(What needs to be done):
Which lines in the items below contain the word "gray"? Pull out every such line and copy it in full.

═══

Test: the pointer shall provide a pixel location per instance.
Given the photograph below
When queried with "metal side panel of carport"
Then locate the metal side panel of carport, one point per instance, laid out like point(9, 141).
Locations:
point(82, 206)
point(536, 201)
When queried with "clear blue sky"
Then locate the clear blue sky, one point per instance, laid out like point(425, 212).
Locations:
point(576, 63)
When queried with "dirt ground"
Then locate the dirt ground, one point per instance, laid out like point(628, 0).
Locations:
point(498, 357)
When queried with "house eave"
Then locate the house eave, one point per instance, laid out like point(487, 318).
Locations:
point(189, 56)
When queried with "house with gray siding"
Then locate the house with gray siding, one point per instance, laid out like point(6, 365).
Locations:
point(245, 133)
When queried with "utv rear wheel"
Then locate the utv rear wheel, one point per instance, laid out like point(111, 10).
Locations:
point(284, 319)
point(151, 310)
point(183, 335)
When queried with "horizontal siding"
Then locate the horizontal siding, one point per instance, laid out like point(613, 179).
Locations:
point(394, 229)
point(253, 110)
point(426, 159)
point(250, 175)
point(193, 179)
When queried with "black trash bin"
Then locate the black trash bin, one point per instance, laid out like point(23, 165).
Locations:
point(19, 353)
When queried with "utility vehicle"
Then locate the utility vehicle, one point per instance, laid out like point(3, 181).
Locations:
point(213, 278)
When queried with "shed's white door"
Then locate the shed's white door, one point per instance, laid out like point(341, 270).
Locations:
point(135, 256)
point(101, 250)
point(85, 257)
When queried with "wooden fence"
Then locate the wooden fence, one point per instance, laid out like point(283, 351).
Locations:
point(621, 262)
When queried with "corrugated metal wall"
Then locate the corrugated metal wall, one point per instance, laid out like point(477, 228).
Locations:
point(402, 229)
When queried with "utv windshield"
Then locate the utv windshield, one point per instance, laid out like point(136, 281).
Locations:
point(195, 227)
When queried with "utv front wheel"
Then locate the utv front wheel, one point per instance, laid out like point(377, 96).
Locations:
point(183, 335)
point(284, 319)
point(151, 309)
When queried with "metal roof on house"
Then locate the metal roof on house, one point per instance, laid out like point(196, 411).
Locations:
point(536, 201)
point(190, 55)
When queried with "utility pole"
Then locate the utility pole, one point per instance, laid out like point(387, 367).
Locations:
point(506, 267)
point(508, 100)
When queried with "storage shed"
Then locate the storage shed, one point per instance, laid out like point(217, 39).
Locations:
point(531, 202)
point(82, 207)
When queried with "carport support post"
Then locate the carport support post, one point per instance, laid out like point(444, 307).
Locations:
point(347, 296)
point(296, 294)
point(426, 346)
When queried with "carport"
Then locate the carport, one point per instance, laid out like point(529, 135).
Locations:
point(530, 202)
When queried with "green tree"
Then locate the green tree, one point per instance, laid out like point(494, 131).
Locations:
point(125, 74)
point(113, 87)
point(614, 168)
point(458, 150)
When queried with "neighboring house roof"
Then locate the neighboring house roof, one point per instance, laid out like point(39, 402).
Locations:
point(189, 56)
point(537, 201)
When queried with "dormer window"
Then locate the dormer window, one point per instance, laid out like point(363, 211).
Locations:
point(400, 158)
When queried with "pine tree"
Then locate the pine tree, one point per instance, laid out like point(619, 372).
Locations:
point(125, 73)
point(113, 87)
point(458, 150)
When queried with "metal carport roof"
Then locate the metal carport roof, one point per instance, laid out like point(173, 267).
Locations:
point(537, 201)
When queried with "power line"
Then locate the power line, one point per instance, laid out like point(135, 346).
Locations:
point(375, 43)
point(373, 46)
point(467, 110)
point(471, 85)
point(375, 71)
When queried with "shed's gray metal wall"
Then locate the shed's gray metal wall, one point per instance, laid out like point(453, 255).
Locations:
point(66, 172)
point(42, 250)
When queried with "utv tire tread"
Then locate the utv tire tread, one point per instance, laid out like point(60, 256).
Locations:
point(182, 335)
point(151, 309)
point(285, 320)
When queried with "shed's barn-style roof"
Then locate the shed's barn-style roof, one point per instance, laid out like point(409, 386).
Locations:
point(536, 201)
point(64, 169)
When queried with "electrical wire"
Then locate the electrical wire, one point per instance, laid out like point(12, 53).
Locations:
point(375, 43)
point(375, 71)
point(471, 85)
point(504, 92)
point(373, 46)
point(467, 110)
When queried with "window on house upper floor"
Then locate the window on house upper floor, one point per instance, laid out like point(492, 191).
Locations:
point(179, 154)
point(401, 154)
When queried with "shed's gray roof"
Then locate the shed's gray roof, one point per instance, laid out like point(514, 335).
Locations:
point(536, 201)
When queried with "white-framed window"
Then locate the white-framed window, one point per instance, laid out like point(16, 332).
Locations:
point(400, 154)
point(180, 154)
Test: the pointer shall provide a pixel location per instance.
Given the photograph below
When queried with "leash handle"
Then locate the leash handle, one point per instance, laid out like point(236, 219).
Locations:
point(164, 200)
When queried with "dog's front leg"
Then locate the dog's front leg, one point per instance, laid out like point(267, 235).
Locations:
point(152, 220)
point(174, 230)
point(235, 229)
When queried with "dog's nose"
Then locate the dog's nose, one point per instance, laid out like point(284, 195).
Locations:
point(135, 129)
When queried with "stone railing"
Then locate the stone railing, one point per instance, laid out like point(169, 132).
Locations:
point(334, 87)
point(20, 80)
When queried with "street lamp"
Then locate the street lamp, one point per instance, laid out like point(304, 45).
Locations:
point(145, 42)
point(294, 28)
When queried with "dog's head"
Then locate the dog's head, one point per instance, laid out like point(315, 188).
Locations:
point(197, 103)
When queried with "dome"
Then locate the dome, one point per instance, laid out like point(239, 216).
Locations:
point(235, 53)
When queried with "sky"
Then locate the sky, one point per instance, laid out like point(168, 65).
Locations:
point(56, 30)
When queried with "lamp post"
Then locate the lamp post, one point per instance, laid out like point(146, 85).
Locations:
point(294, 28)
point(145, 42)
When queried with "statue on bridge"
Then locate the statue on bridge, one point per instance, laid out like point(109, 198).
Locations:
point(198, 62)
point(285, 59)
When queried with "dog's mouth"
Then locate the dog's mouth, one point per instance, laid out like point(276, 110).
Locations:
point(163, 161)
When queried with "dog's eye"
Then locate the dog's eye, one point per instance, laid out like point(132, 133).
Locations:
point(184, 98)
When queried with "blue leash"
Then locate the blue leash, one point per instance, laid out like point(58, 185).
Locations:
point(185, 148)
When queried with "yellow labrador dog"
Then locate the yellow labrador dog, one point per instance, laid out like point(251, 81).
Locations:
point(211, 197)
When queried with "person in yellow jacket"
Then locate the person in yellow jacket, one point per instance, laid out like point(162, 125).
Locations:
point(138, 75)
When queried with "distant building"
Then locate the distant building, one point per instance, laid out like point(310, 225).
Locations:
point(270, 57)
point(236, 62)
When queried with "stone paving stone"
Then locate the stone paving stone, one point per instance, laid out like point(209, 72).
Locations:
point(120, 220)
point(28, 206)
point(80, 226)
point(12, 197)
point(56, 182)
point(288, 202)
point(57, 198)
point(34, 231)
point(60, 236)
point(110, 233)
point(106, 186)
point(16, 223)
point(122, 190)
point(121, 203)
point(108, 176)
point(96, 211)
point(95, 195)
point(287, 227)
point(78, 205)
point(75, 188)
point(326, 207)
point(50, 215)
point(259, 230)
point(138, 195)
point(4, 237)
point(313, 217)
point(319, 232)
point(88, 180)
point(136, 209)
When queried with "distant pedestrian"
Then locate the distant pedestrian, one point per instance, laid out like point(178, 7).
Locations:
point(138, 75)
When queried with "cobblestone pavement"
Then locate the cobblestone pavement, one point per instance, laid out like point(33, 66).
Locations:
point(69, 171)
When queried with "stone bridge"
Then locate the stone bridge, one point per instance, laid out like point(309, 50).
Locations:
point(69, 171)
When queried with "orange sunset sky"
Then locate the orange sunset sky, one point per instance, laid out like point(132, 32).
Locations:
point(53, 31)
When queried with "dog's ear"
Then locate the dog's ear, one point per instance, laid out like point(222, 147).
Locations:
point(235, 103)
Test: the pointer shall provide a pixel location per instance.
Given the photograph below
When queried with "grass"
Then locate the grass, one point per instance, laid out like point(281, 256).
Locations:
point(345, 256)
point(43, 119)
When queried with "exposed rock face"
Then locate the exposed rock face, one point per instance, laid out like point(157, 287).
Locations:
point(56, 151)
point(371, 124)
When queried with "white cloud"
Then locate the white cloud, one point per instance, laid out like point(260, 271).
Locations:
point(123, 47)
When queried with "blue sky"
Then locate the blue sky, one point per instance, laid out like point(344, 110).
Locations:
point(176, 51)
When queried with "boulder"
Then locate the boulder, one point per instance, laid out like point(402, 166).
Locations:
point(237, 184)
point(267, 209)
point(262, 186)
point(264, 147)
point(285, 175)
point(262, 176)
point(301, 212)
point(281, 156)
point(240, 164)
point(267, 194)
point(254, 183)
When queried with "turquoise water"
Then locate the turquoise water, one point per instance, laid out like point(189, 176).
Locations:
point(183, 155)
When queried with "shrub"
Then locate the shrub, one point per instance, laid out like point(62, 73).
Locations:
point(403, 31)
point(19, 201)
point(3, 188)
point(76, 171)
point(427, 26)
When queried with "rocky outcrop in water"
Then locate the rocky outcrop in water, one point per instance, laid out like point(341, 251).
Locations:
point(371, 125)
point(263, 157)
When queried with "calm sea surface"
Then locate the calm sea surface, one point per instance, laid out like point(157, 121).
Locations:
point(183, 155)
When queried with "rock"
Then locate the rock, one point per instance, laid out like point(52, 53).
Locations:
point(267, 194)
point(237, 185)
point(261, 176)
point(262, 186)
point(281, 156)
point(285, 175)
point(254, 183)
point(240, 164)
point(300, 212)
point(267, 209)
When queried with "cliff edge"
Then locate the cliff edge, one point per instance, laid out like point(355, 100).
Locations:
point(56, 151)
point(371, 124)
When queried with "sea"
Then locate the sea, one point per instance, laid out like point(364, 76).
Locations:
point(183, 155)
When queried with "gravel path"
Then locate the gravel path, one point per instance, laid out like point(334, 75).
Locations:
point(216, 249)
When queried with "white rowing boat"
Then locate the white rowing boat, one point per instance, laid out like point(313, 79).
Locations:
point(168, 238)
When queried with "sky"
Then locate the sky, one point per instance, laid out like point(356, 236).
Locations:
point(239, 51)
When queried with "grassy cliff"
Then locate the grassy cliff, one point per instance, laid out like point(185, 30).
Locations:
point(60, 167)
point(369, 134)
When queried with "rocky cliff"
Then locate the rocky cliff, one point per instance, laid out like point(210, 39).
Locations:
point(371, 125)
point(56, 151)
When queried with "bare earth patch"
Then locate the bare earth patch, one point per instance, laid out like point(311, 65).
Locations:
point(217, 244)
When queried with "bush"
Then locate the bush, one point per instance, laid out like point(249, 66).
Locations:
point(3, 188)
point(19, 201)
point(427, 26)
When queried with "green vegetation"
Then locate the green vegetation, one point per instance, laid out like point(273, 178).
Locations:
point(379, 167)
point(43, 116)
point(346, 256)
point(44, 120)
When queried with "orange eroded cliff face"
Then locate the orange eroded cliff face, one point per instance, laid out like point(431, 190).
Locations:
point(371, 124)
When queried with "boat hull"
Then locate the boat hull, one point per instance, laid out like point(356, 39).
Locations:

═══

(Exercise solution):
When queried with "house with gray siding"
Then locate the house with gray siding, one point per instance, laid out like point(6, 365).
When queried with "shed's gray metal wall"
Then locate the shed's gray metal wall, one point per instance, laid out like point(453, 255).
When queried with "shed's gray roof"
Then locate the shed's gray roof, one point per instance, laid out like point(514, 335).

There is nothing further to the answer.